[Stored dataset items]
==================================================

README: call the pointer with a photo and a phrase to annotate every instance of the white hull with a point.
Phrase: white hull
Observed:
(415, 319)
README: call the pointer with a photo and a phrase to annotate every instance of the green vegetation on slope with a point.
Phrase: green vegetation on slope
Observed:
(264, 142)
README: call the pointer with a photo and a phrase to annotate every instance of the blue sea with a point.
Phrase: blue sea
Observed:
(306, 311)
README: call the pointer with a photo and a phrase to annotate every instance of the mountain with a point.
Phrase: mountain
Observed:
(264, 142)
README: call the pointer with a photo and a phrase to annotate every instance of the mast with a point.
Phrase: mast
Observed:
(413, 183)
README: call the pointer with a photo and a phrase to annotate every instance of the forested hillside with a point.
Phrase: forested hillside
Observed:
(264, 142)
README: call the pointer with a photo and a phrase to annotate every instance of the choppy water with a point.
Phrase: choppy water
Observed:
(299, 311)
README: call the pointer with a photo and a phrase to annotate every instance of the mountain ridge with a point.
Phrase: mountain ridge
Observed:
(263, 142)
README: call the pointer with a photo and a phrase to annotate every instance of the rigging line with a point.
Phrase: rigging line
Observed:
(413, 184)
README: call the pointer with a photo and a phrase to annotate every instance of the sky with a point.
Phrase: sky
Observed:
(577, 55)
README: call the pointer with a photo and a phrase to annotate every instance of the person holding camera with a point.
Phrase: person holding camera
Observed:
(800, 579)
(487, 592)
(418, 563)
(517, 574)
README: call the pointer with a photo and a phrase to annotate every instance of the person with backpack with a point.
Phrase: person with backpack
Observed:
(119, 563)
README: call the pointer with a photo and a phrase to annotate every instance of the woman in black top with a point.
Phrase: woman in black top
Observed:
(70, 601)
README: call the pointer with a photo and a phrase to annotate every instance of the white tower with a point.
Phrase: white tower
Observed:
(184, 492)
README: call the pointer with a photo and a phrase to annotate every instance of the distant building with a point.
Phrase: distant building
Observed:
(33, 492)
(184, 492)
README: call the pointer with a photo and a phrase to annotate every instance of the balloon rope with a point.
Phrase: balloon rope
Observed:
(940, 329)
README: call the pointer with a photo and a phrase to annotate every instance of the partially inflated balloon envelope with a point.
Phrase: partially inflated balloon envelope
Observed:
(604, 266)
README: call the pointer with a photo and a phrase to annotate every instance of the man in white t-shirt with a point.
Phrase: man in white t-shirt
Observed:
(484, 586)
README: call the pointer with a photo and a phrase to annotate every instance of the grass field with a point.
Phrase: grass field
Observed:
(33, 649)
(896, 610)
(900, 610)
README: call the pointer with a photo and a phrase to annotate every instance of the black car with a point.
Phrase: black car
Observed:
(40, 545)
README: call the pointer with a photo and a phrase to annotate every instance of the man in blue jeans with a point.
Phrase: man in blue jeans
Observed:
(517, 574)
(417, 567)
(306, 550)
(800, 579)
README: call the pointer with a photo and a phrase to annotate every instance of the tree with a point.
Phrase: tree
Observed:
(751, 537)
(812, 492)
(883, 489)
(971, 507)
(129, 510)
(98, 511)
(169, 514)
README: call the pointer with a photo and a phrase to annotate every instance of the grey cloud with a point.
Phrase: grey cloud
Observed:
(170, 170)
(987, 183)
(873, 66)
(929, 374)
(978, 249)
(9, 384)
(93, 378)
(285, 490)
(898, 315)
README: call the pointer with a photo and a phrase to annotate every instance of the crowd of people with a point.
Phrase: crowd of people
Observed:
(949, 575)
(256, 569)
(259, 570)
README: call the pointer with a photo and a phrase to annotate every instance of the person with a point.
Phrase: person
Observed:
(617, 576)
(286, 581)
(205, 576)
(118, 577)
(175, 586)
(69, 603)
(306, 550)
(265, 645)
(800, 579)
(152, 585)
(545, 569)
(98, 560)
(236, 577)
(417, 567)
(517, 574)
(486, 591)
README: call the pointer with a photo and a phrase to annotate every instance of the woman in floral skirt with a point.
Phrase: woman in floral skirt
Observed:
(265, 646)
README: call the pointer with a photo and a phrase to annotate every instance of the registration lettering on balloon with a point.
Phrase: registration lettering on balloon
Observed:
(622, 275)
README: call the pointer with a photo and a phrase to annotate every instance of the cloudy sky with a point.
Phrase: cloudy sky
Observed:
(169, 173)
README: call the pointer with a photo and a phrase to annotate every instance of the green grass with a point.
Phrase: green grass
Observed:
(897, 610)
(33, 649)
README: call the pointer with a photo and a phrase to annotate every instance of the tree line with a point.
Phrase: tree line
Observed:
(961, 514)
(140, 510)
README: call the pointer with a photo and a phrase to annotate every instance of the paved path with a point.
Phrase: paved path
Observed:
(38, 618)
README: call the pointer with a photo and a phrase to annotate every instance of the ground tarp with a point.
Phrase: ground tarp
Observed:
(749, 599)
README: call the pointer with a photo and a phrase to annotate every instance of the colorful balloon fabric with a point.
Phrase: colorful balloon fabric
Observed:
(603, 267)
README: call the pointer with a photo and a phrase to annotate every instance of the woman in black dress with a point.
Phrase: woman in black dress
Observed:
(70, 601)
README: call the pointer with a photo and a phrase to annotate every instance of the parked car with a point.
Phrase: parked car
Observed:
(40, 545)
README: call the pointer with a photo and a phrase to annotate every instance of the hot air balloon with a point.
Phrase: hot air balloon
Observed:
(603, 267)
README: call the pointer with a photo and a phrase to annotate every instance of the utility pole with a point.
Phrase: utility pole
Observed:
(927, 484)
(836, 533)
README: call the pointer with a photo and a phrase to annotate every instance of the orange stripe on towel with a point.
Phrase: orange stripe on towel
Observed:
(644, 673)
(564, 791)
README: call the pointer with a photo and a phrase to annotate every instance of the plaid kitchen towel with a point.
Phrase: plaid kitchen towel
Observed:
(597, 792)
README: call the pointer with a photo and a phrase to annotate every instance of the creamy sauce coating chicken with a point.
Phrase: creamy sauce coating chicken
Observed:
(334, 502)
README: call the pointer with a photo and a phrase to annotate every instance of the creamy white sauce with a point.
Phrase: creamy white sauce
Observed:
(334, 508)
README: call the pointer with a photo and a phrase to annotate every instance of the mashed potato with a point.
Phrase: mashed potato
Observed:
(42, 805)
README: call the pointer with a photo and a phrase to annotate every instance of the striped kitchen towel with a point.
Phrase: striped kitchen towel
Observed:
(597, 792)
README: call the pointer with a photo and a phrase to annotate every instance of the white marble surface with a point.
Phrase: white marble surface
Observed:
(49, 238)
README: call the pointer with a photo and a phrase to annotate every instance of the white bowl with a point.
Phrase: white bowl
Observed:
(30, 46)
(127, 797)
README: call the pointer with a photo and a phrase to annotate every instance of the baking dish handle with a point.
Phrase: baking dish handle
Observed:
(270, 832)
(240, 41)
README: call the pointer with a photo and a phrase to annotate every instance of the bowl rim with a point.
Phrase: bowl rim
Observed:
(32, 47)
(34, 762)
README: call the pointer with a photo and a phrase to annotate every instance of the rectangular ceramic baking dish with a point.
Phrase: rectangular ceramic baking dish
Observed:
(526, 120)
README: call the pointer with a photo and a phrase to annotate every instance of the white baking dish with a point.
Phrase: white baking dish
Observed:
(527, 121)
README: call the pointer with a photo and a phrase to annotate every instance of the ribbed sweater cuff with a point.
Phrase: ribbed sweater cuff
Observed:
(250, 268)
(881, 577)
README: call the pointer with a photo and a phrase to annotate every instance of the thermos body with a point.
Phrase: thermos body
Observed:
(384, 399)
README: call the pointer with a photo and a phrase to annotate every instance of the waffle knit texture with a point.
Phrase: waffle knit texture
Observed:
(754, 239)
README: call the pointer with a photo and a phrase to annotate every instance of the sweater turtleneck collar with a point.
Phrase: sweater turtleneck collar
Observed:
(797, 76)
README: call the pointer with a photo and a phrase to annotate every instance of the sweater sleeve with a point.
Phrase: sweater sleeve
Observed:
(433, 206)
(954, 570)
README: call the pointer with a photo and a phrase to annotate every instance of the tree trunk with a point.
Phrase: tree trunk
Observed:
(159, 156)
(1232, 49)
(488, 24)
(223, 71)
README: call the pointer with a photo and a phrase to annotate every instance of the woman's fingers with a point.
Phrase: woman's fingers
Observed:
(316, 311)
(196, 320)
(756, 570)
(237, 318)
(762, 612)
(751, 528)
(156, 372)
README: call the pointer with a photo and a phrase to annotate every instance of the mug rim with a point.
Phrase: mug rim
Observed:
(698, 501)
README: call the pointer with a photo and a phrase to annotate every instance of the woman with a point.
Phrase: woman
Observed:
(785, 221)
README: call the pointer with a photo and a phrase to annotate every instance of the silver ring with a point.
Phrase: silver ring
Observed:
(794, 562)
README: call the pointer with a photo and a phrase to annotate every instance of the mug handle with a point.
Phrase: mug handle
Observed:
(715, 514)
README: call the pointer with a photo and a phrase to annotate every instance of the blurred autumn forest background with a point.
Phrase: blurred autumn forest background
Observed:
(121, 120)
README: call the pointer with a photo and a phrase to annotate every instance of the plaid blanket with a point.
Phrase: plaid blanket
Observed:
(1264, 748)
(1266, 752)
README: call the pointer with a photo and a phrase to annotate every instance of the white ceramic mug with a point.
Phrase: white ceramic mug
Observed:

==================================================

* [Work instructions] Copy the records from the line with "mug handle with a point." to the line with "(1266, 752)", substituting "checkered blanket" for "plaid blanket" and leaving everything else unchanged.

* [Solved problem]
README: call the pointer with a photo and a phrase to annotate every instance of the mug handle with a point.
Phrase: mug handle
Observed:
(715, 514)
README: call the pointer with a photo and a phrase to annotate every instance of the blurred autumn forest background with a point.
Phrase: blurred autumn forest background
Observed:
(121, 120)
README: call the pointer with a photo and a phrase to annotate every instance of the checkered blanket with a point.
Phrase: checkered blanket
Observed:
(1264, 748)
(1266, 752)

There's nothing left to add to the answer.